__Goal 1__.
Pick out every line of the rows below that contains the string "throw", matching case exactly.

__Source text__.
The AEO 2013 currently predicts that U.S. total carbon emissions will increase to 5,455 MMT/yr. in 2020. Achieving Obama’s published Climate Policy target by 2020 means reducing current U.S. total carbon emissions by 476 MMT/yr. While this reduction over the next 7 years only represents 2/3rds of the reduction achieved over the past 5 years, the challenge will likely be quite significant as the overall economy fully recovers from the 2007-09 economic recession and GDP annual growth returns to normal historic average levels.
Many of the newly proposed Climate Policy solutions to reduced U.S. carbon emission, such as increased CAFE, Residential energy efficiency, renewable power, etc., are already included in the current AEO 2013 projections. Added improvements such as new heavy duty vehicle efficiency standards and further biofuels developments are highly uncertain due to lack of currently proven technologies. Future technology innovations and breakthroughs in these areas are possible, but yet to be commercially developed. To most feasibly achieve the 2020 carbon reduction target will likely require building on recent successes in reducing carbon emissions (2007-12) and the EPA’s new mission to substantially reduce power plant carbon emissions.
The largest contributing factor towards reduced carbon emissions over the past 5 years has been fuels-switching from coal-to-natural gas. Since natural gas power generation carbon emissions are only about 40% that of equivalent coal power generation, this strategy will likely be further required in the near future in order to achieve substantial carbon emission reductions by 2020. Such a fuels-switching carbon reduction strategy would also be very consistent with the EPA’s mandate to reduce power plant carbon emissions.
Based on coal-to-natural gas fuels-switching a carbon balance was developed from the AEO 2013 reference case total annual carbon emission data. Refer to the following table.
EIA Reported and Projected Data – 2005/2012 and 2020
Million Metric Tons Carbon Emissions per Year
Data sources – EIA ‘Monthly Energy Reports’ (MER) and AEO 2013 data performance for 2020. The (17%) 2020 data are based on displacing coal power generation with cleaner natural gas power.

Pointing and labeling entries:

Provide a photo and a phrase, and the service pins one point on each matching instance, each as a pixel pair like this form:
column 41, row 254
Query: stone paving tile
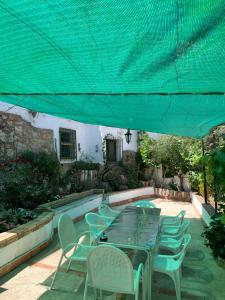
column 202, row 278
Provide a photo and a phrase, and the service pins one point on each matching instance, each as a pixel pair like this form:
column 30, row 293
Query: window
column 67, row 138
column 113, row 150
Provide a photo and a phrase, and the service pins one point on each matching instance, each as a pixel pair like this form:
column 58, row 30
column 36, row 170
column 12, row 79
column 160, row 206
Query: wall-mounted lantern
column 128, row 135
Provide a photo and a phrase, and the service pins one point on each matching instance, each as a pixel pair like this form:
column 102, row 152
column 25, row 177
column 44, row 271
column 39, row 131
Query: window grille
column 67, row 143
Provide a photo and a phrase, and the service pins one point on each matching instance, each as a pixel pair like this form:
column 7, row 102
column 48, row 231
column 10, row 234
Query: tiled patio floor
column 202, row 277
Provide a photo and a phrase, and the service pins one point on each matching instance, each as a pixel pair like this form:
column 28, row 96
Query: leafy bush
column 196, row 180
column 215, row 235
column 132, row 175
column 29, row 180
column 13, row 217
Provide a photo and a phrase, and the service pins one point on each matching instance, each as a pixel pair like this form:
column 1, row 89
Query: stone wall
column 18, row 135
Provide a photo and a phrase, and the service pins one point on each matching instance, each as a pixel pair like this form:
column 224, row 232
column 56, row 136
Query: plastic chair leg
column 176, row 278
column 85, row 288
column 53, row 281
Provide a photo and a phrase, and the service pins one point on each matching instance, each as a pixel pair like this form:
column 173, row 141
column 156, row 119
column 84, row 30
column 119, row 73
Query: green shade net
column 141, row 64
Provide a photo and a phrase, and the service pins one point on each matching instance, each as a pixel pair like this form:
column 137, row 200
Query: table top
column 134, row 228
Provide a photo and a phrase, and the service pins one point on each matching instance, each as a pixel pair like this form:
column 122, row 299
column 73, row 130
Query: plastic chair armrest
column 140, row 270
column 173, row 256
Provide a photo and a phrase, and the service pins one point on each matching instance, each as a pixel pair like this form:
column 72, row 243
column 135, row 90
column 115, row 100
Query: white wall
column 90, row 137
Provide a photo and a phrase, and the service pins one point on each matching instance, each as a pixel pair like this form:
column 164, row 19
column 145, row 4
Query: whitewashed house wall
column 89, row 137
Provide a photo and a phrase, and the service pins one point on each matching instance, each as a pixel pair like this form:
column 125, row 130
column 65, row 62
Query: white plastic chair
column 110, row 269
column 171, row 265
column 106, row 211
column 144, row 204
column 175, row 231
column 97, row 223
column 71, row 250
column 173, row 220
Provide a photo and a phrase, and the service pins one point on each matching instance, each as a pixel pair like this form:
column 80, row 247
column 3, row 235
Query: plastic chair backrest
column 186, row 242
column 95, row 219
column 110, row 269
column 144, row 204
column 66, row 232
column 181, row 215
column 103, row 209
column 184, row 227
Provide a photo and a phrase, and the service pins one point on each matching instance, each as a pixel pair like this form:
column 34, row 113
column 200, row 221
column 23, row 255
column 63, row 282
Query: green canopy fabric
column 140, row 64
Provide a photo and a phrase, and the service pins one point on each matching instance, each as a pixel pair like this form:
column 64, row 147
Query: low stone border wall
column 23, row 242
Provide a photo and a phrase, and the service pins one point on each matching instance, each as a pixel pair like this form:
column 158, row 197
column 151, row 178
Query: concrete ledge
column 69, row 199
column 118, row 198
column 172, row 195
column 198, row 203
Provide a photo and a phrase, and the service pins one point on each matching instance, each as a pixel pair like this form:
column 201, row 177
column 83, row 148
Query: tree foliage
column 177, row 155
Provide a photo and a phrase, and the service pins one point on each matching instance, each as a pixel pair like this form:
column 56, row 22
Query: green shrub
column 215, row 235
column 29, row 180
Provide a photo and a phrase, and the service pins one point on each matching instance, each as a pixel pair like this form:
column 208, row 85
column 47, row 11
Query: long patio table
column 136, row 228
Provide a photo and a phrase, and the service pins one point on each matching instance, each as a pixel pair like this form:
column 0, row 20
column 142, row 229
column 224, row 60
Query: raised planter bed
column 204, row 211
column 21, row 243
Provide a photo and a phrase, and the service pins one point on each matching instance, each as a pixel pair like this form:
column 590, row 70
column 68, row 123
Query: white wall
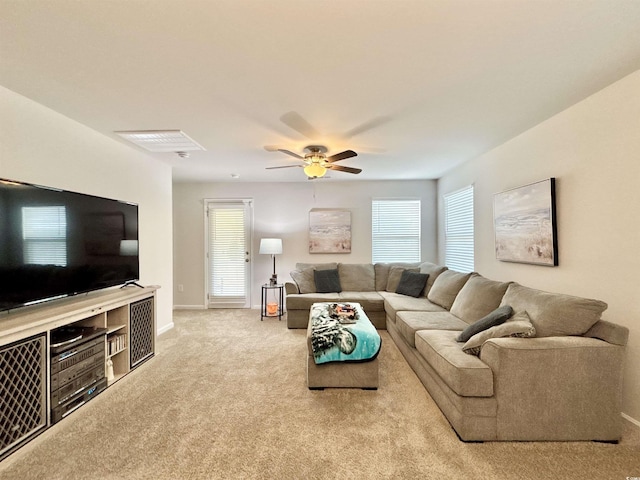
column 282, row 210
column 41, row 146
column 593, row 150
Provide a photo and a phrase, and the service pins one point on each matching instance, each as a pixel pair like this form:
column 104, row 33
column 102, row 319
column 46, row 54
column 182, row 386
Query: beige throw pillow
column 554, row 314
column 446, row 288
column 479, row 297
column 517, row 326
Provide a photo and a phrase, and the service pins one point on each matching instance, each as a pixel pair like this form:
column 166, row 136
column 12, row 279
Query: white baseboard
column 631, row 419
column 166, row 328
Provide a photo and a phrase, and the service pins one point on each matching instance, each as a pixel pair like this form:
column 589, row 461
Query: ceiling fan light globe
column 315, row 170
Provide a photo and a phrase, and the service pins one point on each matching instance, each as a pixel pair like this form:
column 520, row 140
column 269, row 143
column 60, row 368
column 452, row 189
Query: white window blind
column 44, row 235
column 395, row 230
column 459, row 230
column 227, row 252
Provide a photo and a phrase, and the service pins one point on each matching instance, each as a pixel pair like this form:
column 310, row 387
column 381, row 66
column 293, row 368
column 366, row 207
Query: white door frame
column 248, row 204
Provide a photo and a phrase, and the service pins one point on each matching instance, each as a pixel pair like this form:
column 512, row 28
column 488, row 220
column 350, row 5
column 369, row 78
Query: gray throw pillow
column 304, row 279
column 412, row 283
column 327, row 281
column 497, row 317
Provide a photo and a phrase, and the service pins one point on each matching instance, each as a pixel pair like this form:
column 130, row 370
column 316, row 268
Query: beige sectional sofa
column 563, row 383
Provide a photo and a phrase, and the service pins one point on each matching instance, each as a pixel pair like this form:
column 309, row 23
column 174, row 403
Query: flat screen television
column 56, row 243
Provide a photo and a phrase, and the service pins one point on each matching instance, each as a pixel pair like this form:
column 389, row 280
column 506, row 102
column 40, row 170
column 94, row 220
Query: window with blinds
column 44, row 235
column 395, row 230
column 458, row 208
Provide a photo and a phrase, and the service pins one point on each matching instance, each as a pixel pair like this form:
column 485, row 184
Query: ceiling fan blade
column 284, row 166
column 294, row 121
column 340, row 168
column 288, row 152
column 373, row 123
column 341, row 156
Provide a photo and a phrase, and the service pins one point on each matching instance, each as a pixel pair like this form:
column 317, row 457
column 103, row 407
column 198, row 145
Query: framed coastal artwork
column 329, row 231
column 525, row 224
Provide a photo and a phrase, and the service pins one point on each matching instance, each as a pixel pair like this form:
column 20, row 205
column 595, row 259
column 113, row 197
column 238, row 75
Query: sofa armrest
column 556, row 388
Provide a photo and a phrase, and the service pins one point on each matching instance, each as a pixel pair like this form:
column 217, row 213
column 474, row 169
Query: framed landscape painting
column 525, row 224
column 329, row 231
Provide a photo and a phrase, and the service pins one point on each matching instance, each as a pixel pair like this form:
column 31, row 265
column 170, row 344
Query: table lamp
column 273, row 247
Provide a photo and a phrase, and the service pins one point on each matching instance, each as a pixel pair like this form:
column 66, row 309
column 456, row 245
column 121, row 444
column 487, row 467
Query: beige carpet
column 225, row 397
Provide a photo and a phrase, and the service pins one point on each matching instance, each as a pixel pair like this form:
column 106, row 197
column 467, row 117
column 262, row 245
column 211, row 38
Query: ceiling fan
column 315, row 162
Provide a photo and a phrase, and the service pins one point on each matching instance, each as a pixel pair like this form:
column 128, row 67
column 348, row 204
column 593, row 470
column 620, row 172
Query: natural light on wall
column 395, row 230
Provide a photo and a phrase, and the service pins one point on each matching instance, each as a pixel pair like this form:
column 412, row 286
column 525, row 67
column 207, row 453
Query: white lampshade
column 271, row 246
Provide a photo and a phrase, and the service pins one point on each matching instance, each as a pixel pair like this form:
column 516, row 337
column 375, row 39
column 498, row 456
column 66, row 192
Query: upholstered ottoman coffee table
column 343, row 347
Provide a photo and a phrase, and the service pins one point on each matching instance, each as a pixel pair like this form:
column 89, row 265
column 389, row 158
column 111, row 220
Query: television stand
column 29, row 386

==

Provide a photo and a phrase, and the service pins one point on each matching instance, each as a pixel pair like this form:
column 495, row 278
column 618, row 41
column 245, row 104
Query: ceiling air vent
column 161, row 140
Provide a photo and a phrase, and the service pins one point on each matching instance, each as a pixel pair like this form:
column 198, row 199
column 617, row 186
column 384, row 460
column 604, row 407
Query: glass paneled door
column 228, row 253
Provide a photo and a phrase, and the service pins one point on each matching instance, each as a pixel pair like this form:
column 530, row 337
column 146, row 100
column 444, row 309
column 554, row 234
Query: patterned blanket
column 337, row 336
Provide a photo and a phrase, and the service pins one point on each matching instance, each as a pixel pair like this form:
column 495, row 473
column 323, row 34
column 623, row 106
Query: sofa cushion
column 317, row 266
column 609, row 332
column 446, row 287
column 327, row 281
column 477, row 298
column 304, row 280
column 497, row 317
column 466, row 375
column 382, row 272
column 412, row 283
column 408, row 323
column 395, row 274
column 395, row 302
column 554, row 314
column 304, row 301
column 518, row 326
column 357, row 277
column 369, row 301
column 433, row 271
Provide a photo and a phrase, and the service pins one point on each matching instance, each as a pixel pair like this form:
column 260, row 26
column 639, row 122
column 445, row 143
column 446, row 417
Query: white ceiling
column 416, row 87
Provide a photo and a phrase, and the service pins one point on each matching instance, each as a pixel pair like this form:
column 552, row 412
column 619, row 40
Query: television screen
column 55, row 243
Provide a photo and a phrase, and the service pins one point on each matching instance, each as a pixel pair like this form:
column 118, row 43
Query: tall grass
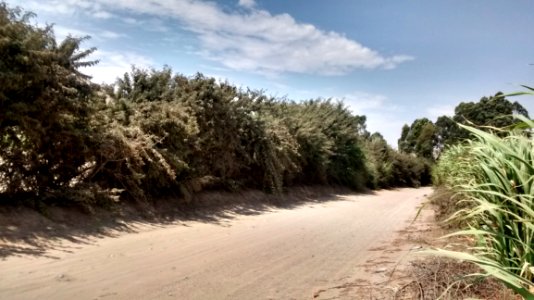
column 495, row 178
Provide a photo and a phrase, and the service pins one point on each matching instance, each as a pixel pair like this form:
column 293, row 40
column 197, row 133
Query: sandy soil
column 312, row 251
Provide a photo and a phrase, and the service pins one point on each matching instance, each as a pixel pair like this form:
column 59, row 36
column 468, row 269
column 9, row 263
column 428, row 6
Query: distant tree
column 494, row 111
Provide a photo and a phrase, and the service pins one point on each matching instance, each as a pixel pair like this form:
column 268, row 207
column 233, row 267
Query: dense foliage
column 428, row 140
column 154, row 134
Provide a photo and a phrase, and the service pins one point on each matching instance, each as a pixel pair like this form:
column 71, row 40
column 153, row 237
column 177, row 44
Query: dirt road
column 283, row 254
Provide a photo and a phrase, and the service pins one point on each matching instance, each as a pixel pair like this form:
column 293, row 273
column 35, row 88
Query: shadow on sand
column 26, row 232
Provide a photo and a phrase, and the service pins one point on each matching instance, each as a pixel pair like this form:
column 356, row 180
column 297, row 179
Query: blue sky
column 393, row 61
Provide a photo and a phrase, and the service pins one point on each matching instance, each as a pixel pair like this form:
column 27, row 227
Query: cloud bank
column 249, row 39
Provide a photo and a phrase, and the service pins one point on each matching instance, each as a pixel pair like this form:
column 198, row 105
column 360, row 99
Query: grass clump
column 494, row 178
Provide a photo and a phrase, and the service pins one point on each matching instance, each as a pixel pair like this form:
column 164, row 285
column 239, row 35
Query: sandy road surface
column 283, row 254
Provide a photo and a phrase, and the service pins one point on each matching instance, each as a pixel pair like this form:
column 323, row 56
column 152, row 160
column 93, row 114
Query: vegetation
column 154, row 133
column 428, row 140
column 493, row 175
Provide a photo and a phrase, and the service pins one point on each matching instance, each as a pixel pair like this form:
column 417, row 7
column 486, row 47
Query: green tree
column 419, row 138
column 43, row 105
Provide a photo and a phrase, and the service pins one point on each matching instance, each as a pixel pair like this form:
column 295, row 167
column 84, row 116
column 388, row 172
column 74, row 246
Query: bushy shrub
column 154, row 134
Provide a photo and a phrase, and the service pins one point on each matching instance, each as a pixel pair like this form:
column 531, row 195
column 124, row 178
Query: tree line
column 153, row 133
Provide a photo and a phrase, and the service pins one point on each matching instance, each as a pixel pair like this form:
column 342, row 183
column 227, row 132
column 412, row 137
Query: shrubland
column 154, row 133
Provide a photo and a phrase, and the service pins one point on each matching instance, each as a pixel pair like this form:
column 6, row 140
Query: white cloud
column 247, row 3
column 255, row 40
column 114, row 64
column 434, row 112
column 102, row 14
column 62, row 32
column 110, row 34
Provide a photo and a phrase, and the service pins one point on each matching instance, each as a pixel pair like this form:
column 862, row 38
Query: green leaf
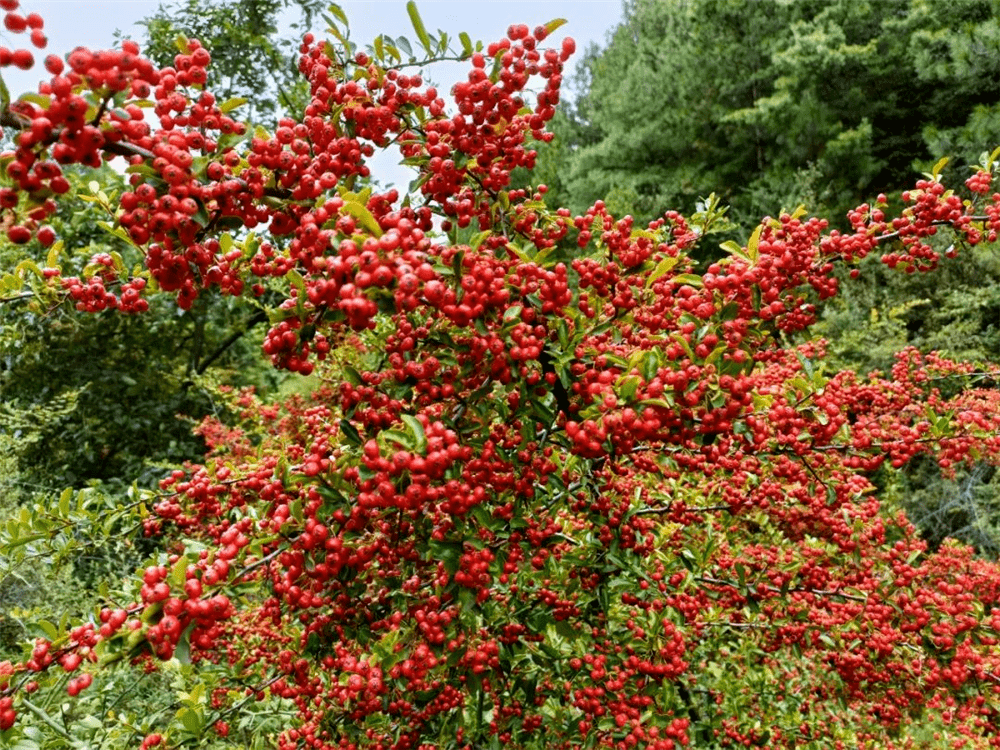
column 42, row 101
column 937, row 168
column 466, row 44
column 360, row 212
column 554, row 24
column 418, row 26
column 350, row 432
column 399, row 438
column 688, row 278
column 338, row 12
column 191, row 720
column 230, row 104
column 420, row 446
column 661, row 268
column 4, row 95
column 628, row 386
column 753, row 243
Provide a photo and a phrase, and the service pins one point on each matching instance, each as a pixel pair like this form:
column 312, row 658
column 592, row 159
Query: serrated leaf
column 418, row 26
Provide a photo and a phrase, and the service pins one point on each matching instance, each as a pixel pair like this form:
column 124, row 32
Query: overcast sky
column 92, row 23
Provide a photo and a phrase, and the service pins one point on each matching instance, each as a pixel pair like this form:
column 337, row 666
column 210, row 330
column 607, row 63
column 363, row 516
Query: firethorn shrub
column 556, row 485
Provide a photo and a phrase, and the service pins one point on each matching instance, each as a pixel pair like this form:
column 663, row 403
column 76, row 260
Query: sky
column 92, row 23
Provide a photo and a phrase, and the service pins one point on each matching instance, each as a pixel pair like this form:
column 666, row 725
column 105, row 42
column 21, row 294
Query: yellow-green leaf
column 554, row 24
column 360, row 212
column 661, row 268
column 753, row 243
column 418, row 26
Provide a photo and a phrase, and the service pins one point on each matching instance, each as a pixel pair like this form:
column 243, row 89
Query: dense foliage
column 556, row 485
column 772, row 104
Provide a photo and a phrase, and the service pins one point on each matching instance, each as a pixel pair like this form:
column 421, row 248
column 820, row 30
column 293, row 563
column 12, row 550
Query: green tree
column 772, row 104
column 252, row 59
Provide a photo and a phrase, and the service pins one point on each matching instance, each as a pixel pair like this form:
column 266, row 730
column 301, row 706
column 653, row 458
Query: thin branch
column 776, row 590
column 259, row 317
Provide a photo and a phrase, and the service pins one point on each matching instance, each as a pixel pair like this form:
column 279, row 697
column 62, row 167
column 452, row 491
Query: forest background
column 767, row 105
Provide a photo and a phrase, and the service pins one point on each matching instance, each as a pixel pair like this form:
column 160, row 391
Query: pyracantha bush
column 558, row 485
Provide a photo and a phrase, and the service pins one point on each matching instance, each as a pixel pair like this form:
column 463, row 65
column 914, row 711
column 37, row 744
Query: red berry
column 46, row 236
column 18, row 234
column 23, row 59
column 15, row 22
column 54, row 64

__Goal 2__.
Resume the text on cutting U.S. carbon emissions by 2020, starting right after its last sentence.

__Final answer 1__.
Query: beige throw pillow
Query: gray throw pillow

__Final answer 2__.
The above data shows that by displacing coal power with natural gas power generation capacity total U.S. carbon emission in 2020 could be readily reduced by 17% of 2005 levels. This would effectively reduce current coal power generation capacity by almost half, and, natural gas power capacity would increase by about 2/3rds in 2020.
Obama’s latest Climate Policy includes many strategies that could further reduce carbon emissions or reduce the need for coal-to-natural gas fuels-switching. Further increased wind and solar power generation is a reasonably feasible action. The AEO 2013 projects that wind + solar power will only increase by about 25% during 2012-20. This level of renewable power supply could be possibly quadrupled through increased Government support during the same period. By effectively doubling current wind + solar power generation 2012-20 this would reduce natural gas power plant fuel consumption by an equivalent of almost 40 MMT/yr. of carbon emissions in 2020. Similarly, increasing the energy efficiency of the Residential and Commercial Sectors has the potential to reduce the need for future coal power plant generation and associated carbon emissions by up to another 100 MMT/yr.; depending on efficiency upgrade costs, future energy-power costs and the level of new Government subsidies.
Natural Gas Production Will be Critical to Future Reduced U.S. Carbon Emissions.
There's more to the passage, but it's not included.